### Extracted data
===
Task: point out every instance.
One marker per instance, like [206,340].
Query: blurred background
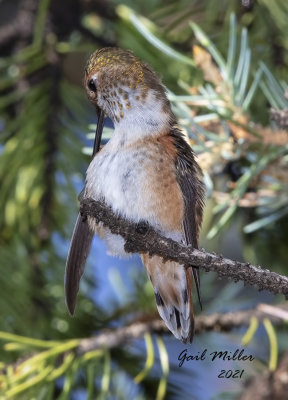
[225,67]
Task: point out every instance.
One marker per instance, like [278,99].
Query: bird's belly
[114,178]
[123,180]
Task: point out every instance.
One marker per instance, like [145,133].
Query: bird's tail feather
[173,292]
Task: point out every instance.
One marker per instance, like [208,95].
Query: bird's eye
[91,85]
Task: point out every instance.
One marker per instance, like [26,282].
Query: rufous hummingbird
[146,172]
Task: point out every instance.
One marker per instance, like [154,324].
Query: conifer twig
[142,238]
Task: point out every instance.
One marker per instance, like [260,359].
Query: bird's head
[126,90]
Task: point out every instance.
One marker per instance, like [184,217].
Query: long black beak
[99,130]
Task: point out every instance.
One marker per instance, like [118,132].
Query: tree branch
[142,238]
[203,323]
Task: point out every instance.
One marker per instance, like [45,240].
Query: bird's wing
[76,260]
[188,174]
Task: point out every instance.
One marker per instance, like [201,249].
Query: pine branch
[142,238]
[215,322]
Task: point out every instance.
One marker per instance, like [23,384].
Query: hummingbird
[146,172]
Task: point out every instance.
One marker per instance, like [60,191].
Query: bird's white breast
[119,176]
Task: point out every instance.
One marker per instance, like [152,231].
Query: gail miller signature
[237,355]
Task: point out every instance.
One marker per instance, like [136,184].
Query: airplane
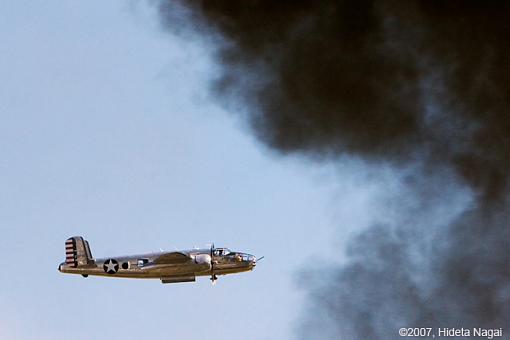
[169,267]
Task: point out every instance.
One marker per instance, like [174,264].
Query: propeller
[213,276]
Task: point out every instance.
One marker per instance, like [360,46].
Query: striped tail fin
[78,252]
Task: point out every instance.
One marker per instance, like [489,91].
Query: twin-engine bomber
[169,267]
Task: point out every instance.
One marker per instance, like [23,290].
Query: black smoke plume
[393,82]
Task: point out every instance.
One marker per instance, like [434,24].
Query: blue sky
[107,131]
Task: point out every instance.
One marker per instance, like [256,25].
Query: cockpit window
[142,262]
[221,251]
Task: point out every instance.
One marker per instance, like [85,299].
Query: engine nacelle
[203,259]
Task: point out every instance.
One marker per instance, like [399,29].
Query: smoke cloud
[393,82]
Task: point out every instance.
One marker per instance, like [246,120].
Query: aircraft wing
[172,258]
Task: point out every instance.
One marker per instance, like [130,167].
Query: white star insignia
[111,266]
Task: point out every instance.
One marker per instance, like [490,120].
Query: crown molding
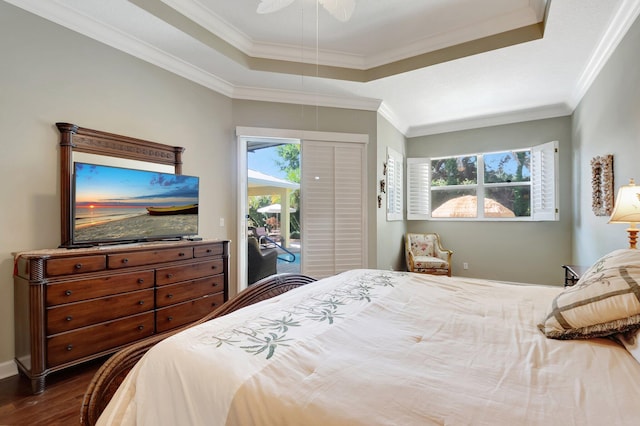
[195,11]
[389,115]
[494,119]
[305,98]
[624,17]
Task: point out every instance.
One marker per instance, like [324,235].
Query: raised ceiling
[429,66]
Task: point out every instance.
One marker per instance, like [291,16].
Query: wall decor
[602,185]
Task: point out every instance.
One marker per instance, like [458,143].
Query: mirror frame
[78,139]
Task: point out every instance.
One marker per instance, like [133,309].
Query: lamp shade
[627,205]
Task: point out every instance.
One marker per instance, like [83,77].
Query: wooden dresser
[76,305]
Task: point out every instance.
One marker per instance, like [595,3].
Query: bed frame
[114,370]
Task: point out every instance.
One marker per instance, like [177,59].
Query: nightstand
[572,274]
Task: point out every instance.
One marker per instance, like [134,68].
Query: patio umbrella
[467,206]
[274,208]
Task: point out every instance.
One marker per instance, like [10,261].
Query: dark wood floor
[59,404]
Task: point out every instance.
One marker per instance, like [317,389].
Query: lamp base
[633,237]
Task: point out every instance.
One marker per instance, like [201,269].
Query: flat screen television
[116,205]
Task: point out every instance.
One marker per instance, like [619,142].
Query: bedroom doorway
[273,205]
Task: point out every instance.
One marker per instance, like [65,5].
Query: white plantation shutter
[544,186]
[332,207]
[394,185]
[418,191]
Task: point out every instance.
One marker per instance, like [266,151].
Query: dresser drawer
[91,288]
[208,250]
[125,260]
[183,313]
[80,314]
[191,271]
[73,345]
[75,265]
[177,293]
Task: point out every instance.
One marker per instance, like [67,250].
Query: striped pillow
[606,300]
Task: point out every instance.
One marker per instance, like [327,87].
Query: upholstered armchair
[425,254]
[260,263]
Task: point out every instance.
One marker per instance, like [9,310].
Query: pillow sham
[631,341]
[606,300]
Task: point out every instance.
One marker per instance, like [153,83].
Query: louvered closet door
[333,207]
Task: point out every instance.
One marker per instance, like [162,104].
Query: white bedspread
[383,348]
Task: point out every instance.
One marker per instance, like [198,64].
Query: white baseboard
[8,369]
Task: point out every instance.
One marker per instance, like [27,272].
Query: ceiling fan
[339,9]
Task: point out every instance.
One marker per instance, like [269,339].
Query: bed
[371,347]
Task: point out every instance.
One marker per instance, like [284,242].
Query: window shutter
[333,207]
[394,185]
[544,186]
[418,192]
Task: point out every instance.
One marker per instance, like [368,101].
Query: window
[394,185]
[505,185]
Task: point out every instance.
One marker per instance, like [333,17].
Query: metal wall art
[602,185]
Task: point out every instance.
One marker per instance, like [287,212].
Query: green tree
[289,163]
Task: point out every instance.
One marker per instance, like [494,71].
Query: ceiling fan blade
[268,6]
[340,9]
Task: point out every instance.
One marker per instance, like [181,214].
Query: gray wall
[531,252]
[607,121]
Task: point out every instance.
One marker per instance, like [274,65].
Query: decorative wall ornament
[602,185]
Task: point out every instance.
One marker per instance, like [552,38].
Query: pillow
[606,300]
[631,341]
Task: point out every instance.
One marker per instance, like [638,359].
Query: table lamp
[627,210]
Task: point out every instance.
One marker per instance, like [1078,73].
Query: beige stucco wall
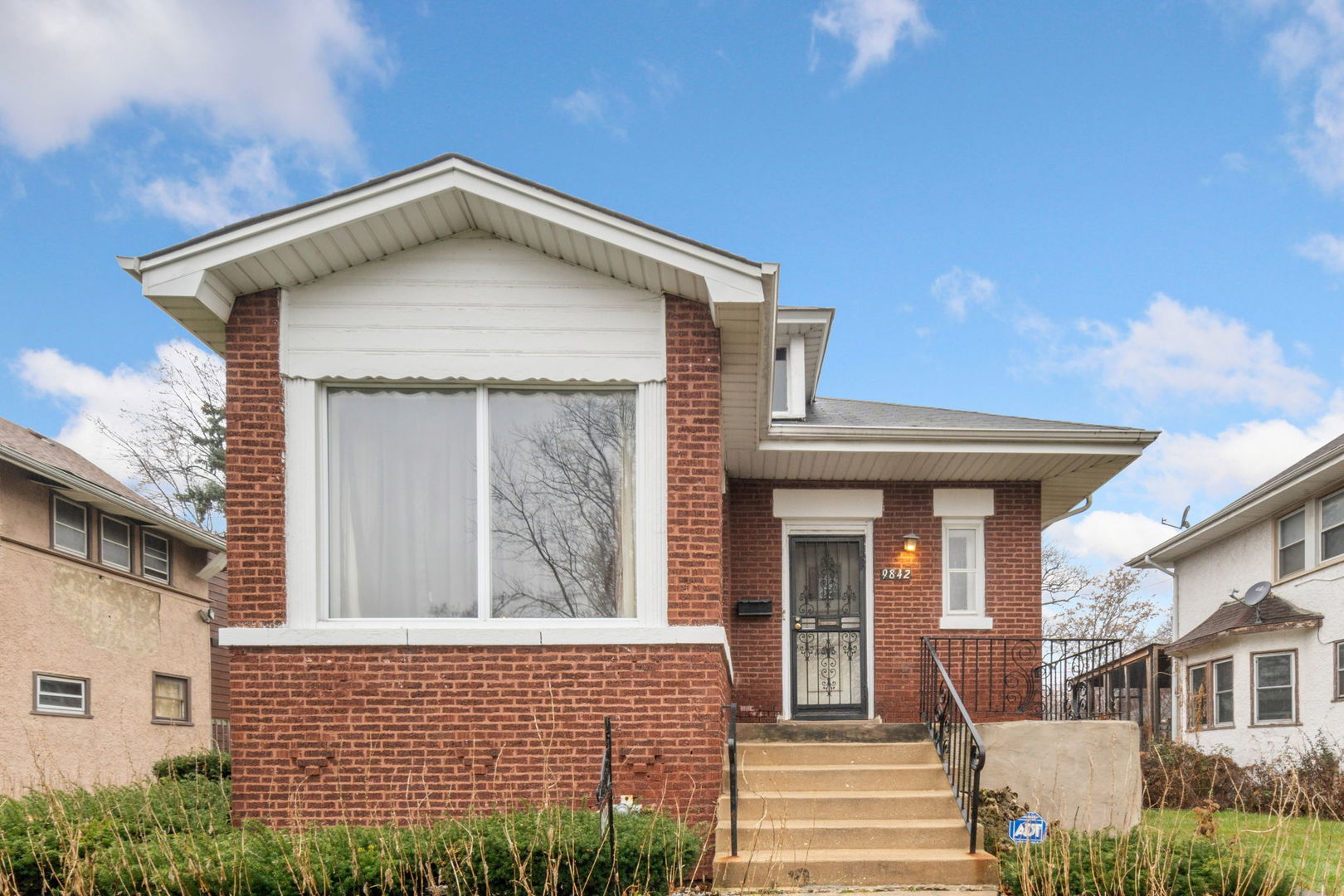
===
### Requirement
Print the complete listing exactly, apart from any pictures.

### Right answer
Task: point out every instance.
One marker per instance, like [206,340].
Query: blurred background
[225,67]
Task: point out every instance.
One marker per instance, like [278,99].
Query: bird's belly
[114,178]
[123,180]
Task: point out every instance.
One marker per instance, like [145,133].
Query: bird's tail feather
[173,292]
Task: point out every instance.
One marker per instance, like [208,95].
Query: bird's eye
[91,85]
Task: point out every instance.
One marker per instance, like [26,282].
Query: rufous hummingbird
[146,172]
Task: point out every instance.
One marker per instance, like [154,324].
Query: conifer twig
[142,238]
Task: point out every instance.
One marker per instance, like [260,359].
Query: bird's head
[126,90]
Task: point out every instance.
One marker per instance, like [184,217].
Query: long black beak
[99,130]
Task: point out every instance.
One marker per instance, like [118,132].
Query: tree branch
[142,238]
[203,323]
Task: point out every instance.
One marker per instance, like [45,240].
Query: bird's wing
[76,260]
[188,174]
Task: point out every instance.
One marker per instance, like [201,249].
Query: pine branch
[142,238]
[215,322]
Task: point out every instance.
One marker per instance, like [23,384].
Query: hummingbird
[146,172]
Task: point out every instance.
One marker per instance, like [60,191].
Query: bird's white breast
[119,176]
Task: point out every instance.
One marker per instance, like [152,231].
Query: gail miller signature
[237,355]
Task: point out every instance.
One marker per instance, like [136,184].
Query: airplane
[169,267]
Task: point out every instance.
One marker per instance, like [174,264].
Query: propeller
[213,276]
Task: point out every instance.
One marker per instance, like [360,46].
Query: striped tail fin
[78,252]
Task: point out every instance.
One marker per instance, like [489,91].
Query: twin-engine bomber
[169,267]
Task: point out every instance.
One marker per instance, like [23,290].
Query: black smoke plume
[393,82]
Task: point out every instance.
One marker per instance, like [434,24].
Query: blue sky
[107,131]
Task: point out every instance.
One marker per instance, like [256,25].
Query: cockpit window
[142,262]
[221,251]
Task: point out every instance.
One marker per instance, like [85,299].
Query: engine nacelle
[203,259]
Task: point out every instance.
One marker per instance, like [399,29].
Query: smoke cloud
[393,82]
Task: point out every instance.
One marker per instance, like [246,120].
Query: aircraft wing
[172,258]
Task: point out every instance.
One marker per instance, like [130,167].
Query: white star insignia
[111,266]
Task: point out every instance.
One marker per instance, like [490,120].
Query: crown molding
[195,11]
[389,115]
[494,119]
[305,98]
[624,17]
Task: point out every instance.
One marker per instance, like [324,235].
Query: raised ceiling
[429,66]
Task: point out every instance.
One marker per instance, like [291,16].
Query: wall decor
[602,185]
Task: point out every instance.
One marker per instance, like [458,143].
Query: mirror frame
[78,139]
Task: point out every instance.
One marker per instance, like [133,309].
Query: lamp shade
[627,205]
Task: point out every instance.
One marker per instance, like [83,77].
Query: wooden dresser
[76,305]
Task: point out every instance.
One marker per instance, like [595,3].
Query: bed frame
[114,370]
Task: point out every instance.
One marker per instance, like [177,59].
Query: nightstand
[572,274]
Task: point out every instance.
One marker per instance, like [134,68].
Query: patio umbrella
[467,206]
[274,208]
Task: point out every instance.
One marker per instance, like [10,261].
Query: dark wood floor
[59,404]
Task: point out every instance.
One marker per instance, like [317,389].
Query: lamp base
[633,237]
Task: point out every instance.
One marker per instance, like [201,269].
Query: flat screen television
[116,205]
Task: point out every instance.
One marker per instance, like [619,142].
Query: bedroom doorway
[273,205]
Task: point out every instance.
One marker per instance, like [65,5].
Query: white plantation shutter
[544,186]
[332,207]
[394,185]
[418,191]
Task: point out every instance.
One marker per instance, like [266,151].
Query: dresser drawer
[91,288]
[208,250]
[125,260]
[183,313]
[80,314]
[191,271]
[73,345]
[75,265]
[177,293]
Task: point out every instance.
One marker per instance, like [67,250].
Query: striped pillow
[606,300]
Task: point out every instance.
One marker per instance, like [327,87].
Query: upholstered armchair
[425,254]
[260,263]
Task: point out every instance.
One marker per instance, like [9,310].
Query: pillow sham
[631,341]
[606,300]
Task: point out every instance.
One marker per instance, like [153,83].
Query: louvered closet door
[333,207]
Task: point out every instance.
One marker per instance, like [162,104].
Query: white bedspread
[383,348]
Task: point out every instance.
One marker per instance, like [198,64].
Query: white baseboard
[8,369]
Task: point out every instance.
One marker per instance, like [27,272].
Query: ceiling fan
[339,9]
Task: point out every instance.
One marker per instance, like [269,339].
Query: bed
[371,347]
Task: point out every instance.
One marker per instance, like [284,242].
Query: window shutter
[333,207]
[394,185]
[544,186]
[418,192]
Task: point out every instance.
One marker per instance, like [368,101].
Query: window
[394,185]
[505,185]
Task: point out every instance.
One marker per instance, like [333,17].
Query: metal wall art
[602,185]
Task: point out every instance.
One marker per instance, like [287,212].
Query: green tree
[289,163]
Task: point out every instance.
One marker per instance, like [494,71].
Query: ceiling fan blade
[268,6]
[340,9]
Task: point out every instance.
One marker per instance, like [181,214].
Query: gray wall
[531,252]
[607,121]
Task: point out every instance.
One marker per instance, like [274,65].
Query: decorative wall ornament
[602,185]
Task: point out every instance.
One marker per instance, like [552,38].
Query: pillow
[606,300]
[631,341]
Task: point out every instance.
One marker per instance, like [638,359].
Query: table lamp
[627,210]
Task: point out every instance.
One marker per instance, like [1078,73].
Query: beige stucco wall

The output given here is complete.